VORGEGEBENER TEXT:
Mal Hand aufs Herz: Ihr kennt doch auch diese Situation. Irgendjemand hat bestimmt in letzter Zeit in eurem Umfeld gefrotzelt, dass Xing doch quasi tot ist und eigentlich nur noch ein besseres Adressbuch mit Geburtstags-Erinnerungs-Funktion? Ja es kommt immer öfter vor. Diese Geschichten mehren sich. Aber ist da auch etwas dran? Und ist LinkedIn wirklich die deutlich bessere Alternative? Lest selbst – und schreibt gerne in die Kommentare, wie ihr die beiden Netzwerke wahrnehmt.

Es ist ein wenig wie ein Klassentreffen nach 10 oder 20 Jahren. Und plötzlich kommt der/die Mitschüler/in rein, bei dem/der jeder dachte: clever, sympathisch, sieht gut aus viel Potenzial – wird bestimmt ne Vorzeige-Karriere machen und alle werden neidisch sein. Und dann ist alles anders – sieht nicht mehr so gut aus, Potenzial bei weitem nicht genutzt und auch keine so tolle Karriere wie alle erwartet hatten. So ähnlich kommt es mir mit Xing vor.

ÜBUNGSAUFGABE A:
Beantworte zum Text über Xing diese Fragen:
(i) Was ist Xing laut dem Gefrotzel im Umfeld eigentlich nur noch?
(ii) Welches Netzwerk wird als mögliche bessere Alternative genannt?
(iii) Mit welchem Ereignis vergleicht der Text die Lage von Xing?
ÜBUNGSAUFGABE B: Setze den Text über Xing nach seinem letzten Satz fort.
Die Einträge haben mit dem Text über Xing nichts zu tun und stammen aus einer anderen Quelle.

VORGEGEBENE ANGABEN:
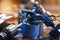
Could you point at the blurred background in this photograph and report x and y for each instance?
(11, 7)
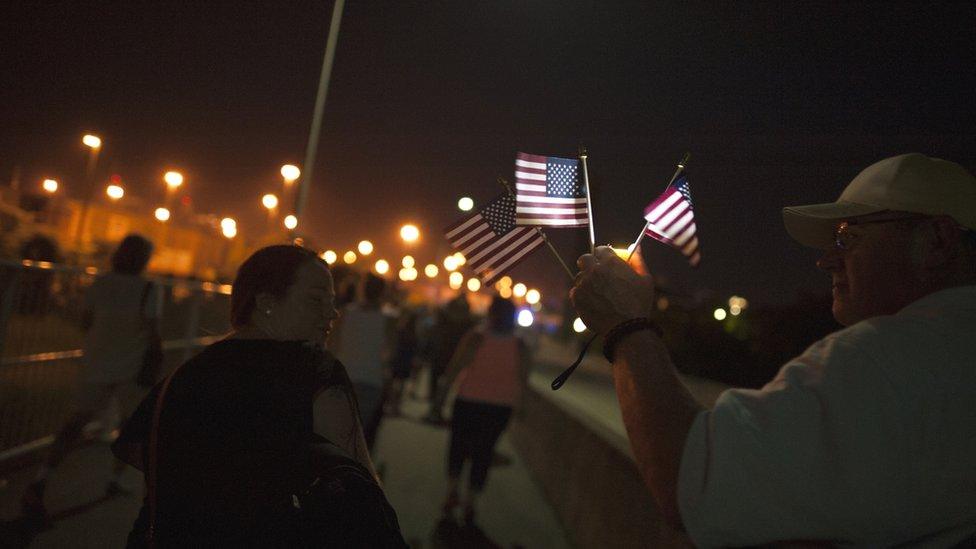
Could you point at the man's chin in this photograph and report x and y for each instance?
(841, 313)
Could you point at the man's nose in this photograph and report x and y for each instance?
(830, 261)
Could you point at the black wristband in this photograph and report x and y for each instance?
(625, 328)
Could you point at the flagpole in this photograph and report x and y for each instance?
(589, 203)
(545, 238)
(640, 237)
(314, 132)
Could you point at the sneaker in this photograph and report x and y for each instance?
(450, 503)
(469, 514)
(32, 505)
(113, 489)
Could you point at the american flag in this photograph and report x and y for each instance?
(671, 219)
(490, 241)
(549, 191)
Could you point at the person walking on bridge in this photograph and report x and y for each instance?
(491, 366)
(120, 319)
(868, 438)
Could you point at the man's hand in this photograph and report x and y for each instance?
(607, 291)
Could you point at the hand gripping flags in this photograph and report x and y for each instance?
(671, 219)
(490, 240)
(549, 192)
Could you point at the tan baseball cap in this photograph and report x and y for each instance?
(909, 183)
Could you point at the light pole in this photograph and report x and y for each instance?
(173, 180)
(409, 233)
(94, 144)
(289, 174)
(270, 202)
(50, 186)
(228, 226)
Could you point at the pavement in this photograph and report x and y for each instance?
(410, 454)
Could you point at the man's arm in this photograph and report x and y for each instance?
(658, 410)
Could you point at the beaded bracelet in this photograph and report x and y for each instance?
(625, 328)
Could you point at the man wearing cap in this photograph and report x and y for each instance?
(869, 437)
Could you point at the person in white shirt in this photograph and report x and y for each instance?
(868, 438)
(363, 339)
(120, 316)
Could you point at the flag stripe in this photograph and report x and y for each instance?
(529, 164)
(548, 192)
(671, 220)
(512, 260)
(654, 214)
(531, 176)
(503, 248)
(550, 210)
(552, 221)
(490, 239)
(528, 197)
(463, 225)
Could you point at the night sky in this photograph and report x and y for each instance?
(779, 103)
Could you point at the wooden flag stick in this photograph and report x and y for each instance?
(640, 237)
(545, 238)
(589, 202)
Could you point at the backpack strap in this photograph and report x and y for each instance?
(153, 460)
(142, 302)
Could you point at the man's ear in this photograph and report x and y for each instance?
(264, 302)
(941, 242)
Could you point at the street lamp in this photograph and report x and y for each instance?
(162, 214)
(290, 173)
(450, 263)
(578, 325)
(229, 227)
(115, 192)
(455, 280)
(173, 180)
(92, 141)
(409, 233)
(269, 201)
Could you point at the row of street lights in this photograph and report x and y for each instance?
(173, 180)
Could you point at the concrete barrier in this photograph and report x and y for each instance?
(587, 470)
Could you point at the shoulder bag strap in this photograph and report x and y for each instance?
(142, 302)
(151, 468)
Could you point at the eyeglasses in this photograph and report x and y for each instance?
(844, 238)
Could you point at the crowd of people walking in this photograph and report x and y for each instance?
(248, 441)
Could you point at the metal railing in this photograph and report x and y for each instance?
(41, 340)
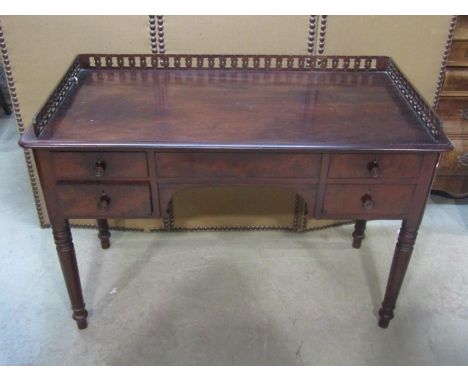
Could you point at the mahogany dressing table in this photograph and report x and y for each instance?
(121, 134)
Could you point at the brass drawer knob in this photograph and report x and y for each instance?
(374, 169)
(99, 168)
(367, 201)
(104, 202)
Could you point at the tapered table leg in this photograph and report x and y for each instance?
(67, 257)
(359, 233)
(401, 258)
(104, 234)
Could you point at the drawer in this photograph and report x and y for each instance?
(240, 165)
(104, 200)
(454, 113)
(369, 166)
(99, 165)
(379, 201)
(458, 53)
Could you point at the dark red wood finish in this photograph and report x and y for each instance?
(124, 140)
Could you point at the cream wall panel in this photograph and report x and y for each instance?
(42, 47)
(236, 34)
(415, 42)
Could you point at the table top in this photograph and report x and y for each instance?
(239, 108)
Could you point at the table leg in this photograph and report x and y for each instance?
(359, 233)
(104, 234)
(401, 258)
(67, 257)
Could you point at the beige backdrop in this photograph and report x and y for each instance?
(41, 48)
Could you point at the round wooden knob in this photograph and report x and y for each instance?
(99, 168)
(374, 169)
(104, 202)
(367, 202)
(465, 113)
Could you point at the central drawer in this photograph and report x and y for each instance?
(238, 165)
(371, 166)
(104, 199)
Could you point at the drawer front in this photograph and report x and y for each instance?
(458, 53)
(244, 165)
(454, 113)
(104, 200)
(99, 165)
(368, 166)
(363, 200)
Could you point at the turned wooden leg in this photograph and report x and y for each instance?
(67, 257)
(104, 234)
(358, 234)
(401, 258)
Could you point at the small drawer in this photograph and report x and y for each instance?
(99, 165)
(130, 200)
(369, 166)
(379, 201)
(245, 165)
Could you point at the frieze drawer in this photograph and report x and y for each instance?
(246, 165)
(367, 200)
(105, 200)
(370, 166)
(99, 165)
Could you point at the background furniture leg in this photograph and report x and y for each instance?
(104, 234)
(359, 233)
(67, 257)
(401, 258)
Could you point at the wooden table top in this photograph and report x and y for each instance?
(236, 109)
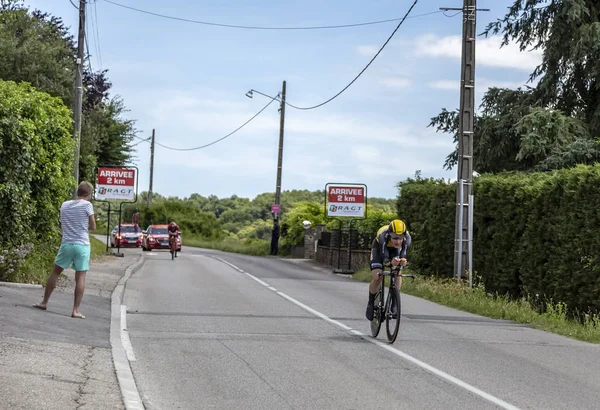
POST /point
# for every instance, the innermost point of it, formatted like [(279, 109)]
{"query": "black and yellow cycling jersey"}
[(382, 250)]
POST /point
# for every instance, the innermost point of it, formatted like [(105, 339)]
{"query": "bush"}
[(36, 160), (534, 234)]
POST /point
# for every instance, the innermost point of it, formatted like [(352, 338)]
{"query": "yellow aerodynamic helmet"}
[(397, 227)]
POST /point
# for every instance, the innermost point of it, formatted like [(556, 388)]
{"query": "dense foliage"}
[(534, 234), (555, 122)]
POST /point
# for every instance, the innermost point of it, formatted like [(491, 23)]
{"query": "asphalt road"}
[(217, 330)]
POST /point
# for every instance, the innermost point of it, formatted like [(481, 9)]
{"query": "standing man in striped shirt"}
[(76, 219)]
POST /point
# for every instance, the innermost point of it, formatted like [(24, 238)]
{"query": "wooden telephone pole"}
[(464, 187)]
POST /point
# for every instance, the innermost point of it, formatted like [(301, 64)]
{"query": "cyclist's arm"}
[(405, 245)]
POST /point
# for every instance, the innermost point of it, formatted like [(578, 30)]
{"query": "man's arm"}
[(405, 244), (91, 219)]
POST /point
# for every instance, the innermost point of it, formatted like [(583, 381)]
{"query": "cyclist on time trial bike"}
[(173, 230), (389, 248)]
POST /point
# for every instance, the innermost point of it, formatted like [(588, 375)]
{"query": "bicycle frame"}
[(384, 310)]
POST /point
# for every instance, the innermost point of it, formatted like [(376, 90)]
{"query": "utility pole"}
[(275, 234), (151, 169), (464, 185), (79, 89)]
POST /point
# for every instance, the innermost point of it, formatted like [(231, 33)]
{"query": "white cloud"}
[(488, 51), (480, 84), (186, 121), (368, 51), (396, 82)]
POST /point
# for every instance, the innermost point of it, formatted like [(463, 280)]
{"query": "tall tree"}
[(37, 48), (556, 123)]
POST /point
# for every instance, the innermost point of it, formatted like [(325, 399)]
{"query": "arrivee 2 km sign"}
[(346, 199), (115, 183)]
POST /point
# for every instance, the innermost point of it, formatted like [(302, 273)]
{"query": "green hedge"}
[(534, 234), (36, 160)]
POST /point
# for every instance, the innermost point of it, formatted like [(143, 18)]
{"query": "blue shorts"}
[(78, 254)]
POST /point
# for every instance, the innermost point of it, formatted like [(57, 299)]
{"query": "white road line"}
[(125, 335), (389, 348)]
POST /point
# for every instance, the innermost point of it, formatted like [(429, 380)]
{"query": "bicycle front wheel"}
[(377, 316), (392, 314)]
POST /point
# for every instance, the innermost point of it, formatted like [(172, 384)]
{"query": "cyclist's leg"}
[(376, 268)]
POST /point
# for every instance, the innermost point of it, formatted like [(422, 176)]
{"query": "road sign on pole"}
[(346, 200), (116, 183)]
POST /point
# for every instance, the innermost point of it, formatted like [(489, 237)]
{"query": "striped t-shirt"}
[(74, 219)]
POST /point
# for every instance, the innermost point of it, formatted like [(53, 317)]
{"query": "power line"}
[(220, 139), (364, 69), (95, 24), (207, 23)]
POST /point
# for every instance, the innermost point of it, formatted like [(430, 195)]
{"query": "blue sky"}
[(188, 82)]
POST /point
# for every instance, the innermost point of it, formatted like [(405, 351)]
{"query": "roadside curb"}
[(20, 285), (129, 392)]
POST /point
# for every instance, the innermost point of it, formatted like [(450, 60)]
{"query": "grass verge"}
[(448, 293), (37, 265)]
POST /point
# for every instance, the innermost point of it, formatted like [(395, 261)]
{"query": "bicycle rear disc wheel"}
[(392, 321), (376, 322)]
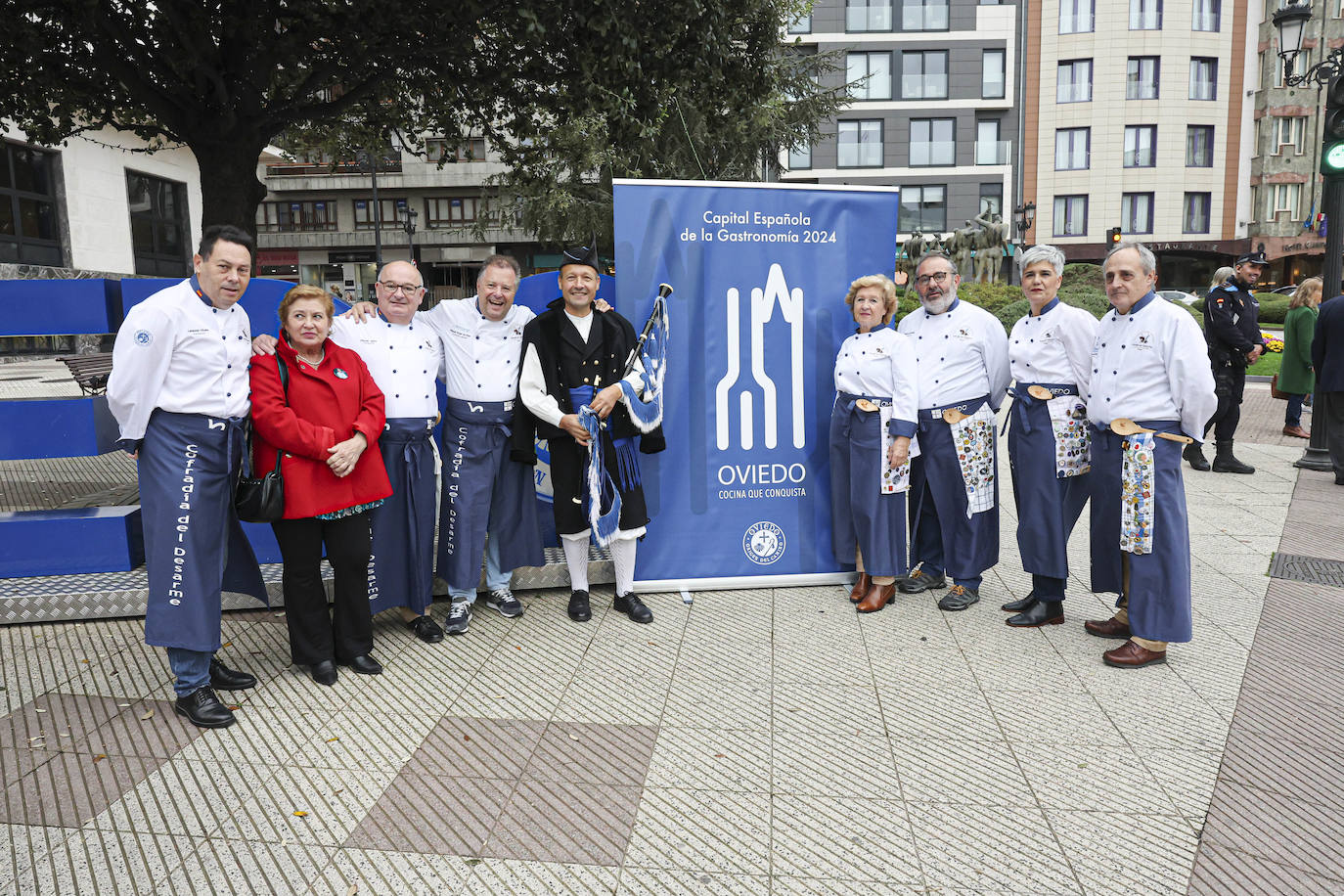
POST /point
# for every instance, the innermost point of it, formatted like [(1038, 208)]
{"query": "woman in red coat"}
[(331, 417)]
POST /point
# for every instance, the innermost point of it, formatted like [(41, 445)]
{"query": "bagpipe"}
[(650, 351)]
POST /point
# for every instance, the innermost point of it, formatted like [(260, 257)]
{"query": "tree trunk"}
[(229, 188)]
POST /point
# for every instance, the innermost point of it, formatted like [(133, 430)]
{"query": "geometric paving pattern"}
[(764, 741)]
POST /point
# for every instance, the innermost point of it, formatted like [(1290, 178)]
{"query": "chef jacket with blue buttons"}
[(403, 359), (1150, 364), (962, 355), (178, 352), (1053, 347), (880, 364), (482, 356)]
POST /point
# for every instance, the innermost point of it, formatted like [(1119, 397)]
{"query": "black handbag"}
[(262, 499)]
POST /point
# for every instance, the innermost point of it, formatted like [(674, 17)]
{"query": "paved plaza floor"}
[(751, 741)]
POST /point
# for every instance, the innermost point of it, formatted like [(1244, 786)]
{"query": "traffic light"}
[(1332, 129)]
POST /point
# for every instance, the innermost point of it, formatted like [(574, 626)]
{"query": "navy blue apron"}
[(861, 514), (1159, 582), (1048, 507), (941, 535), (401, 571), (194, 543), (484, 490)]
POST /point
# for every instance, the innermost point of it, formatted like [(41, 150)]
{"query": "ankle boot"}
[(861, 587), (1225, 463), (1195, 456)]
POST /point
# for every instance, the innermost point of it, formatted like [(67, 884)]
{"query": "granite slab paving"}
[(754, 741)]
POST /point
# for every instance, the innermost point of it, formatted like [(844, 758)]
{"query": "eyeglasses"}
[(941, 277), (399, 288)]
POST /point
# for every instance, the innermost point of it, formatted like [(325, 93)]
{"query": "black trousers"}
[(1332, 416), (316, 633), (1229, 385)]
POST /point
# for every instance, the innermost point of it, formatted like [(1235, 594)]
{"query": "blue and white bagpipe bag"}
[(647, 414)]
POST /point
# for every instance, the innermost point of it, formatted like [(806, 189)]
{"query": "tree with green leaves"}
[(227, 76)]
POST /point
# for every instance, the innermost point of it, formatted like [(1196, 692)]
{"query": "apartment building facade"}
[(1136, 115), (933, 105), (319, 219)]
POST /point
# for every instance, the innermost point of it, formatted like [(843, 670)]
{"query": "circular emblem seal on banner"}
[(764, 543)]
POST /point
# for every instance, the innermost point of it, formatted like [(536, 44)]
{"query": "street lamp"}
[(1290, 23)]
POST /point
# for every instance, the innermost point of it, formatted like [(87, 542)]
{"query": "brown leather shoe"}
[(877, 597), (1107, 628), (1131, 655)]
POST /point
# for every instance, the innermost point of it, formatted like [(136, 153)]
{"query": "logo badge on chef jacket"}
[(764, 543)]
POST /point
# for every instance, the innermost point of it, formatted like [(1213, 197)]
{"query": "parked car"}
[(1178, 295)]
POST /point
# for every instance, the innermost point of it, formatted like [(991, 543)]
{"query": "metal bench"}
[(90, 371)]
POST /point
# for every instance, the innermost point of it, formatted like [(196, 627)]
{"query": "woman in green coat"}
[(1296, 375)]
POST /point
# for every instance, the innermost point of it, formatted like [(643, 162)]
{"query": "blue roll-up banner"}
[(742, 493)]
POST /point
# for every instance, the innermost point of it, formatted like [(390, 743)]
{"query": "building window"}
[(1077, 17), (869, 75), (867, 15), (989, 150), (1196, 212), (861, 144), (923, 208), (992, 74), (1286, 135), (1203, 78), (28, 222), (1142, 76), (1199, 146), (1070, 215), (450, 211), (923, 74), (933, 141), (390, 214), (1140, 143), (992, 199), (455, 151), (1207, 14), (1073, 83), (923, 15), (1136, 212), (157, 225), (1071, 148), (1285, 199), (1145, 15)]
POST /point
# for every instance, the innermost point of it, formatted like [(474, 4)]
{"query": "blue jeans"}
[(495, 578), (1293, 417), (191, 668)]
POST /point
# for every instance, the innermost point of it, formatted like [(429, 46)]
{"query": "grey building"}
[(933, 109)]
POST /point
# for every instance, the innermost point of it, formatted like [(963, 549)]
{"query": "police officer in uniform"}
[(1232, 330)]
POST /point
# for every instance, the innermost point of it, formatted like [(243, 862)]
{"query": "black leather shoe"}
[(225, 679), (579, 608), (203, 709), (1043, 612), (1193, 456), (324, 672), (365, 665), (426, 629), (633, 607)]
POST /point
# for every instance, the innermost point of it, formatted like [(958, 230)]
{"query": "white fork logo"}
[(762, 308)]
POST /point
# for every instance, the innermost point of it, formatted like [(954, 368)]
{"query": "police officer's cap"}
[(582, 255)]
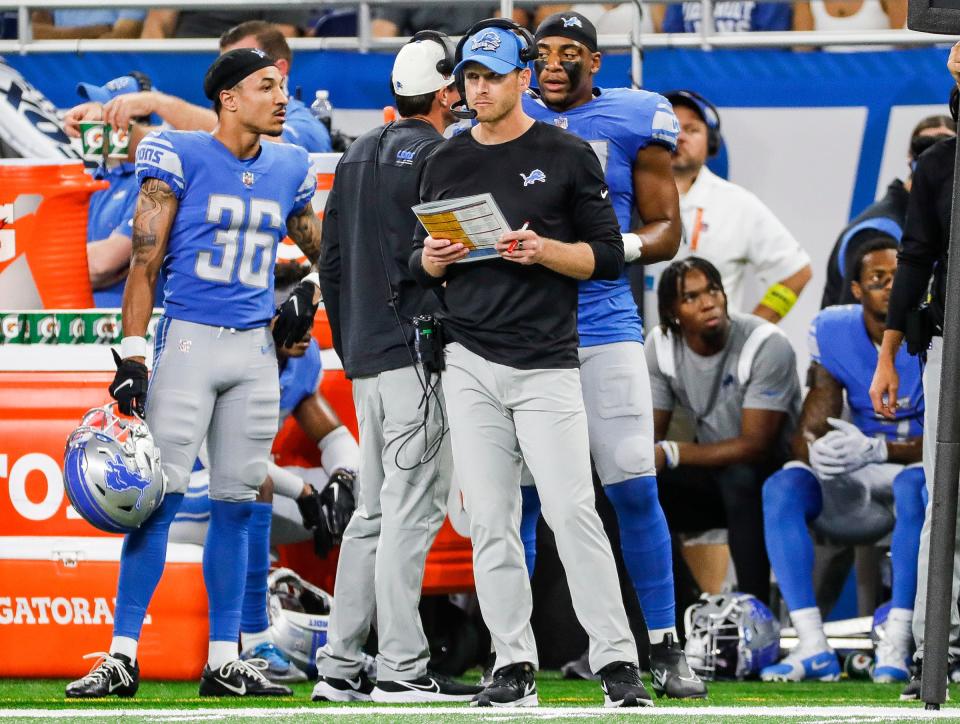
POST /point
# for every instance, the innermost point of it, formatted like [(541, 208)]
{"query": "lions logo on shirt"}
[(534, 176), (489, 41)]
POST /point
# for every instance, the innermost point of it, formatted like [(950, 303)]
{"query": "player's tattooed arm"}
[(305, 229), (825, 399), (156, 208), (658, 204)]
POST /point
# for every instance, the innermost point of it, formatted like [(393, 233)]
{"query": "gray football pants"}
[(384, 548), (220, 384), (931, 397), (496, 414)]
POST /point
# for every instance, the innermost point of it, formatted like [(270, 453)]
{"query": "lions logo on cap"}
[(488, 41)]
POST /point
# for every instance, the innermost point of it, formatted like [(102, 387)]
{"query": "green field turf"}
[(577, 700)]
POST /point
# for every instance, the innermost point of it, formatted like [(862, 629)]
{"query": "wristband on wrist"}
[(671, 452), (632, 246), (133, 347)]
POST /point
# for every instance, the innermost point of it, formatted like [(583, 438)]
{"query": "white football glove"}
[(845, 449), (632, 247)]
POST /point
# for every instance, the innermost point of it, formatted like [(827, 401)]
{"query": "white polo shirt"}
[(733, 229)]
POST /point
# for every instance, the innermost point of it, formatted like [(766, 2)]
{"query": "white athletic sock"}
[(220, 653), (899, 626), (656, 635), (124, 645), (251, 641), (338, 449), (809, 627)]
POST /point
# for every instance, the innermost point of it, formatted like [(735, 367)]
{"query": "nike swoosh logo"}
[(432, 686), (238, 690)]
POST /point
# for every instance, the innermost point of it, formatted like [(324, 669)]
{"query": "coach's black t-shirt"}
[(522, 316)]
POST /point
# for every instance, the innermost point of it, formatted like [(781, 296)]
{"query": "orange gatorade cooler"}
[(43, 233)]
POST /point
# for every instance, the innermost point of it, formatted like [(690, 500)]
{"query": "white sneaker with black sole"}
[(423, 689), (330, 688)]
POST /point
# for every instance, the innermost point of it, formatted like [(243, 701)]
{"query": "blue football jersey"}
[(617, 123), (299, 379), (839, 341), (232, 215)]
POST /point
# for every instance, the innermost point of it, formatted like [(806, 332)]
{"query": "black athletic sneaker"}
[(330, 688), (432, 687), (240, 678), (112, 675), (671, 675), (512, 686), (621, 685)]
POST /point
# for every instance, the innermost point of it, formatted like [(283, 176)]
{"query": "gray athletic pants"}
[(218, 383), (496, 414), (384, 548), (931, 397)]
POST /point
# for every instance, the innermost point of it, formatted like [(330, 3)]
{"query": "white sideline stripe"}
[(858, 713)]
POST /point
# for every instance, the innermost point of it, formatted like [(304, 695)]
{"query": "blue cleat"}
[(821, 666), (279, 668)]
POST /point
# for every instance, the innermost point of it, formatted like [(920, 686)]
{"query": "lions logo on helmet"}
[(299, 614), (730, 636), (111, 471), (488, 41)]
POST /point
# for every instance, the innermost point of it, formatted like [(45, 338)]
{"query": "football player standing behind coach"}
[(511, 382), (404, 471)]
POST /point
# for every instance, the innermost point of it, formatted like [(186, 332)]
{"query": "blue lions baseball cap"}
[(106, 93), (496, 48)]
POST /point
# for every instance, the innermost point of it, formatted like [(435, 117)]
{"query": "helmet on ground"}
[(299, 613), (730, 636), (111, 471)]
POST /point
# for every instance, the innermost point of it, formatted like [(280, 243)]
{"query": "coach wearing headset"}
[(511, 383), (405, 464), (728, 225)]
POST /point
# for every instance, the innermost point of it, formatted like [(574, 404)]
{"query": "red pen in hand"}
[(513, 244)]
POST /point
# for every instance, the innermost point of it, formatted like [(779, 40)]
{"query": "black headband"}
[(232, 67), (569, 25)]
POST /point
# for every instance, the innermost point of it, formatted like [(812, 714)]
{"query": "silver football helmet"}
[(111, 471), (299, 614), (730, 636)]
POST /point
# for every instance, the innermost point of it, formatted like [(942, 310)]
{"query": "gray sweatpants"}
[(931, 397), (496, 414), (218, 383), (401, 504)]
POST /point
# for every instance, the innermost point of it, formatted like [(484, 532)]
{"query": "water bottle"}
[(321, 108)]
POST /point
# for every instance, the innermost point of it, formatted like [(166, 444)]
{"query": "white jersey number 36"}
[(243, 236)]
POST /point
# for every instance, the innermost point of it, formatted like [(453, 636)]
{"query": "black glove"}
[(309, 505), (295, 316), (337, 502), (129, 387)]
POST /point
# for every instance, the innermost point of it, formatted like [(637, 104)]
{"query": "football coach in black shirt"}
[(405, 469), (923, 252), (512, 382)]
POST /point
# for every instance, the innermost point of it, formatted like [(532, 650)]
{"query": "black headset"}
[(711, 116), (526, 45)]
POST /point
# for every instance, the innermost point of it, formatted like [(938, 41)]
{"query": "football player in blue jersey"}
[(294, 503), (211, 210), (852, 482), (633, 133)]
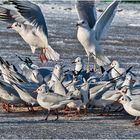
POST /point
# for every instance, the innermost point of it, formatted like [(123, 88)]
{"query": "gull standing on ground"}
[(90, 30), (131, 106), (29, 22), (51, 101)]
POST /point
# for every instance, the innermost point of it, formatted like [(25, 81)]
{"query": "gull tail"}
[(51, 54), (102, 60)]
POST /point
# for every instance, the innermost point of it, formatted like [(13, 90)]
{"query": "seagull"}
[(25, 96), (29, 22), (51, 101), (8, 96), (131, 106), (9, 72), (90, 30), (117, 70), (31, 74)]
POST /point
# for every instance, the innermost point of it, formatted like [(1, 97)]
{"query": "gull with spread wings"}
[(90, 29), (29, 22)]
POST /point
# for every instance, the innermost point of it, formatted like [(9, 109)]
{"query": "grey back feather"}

SCHRIFTLICHE ANTWORT A:
(i) Ein besseres Adressbuch mit Geburtstags-Erinnerungs-Funktion.
(ii) LinkedIn.
(iii) Mit einem Klassentreffen nach 10 oder 20 Jahren.

SCHRIFTLICHE ANTWORT B:
Das Xing Drama in 4 Akten

Ja, es ist einfach, über Xing die Nase zu rümpfen. Schlechte Usability, Fehlerbehaftete Apps und SPAM wohin man sieht. Aber das war nicht immer so. Ich bin seit mehr als 14 Jahren Mitglied in diesem Netzwerk – in der Anfangszeit noch unter dem Namen OpenBC. Wie ist es dazu gekommen, dass sich aus diesem damals noch neuen und charmanten Netzwerk etwas entwickelt hat, bei dem immer mehr bekanntere Nutzer öffentlich mit dem Gedanken spielen, ihm den Rücken zu kehren oder zumindest nach vielen Jahren Premium auf Basis zu downgraden, könnt ihr hier lesen.

Akt 1: Klein aber fein (2003 – 2007)

Am ersten November 2003 unter dem Namen OpenBC erblickte das Business-Netzwerk, welches heute unter dem Namen Xing bekannt ist, die Welt. Für mich war es damals komplett neuartig und etwas Vergleichbares kannte ich nicht. Soziale Netzwerke waren damals nicht wirklich bekannt geschweige denn verbreitet. Facebook gab es noch nicht, LinkedIn war gerade mal ein Jahr zuvor gegründet in Kalifornien und in Deutschland gänzlich unbekannt. StudiVz wurde erst 2005 gegründet.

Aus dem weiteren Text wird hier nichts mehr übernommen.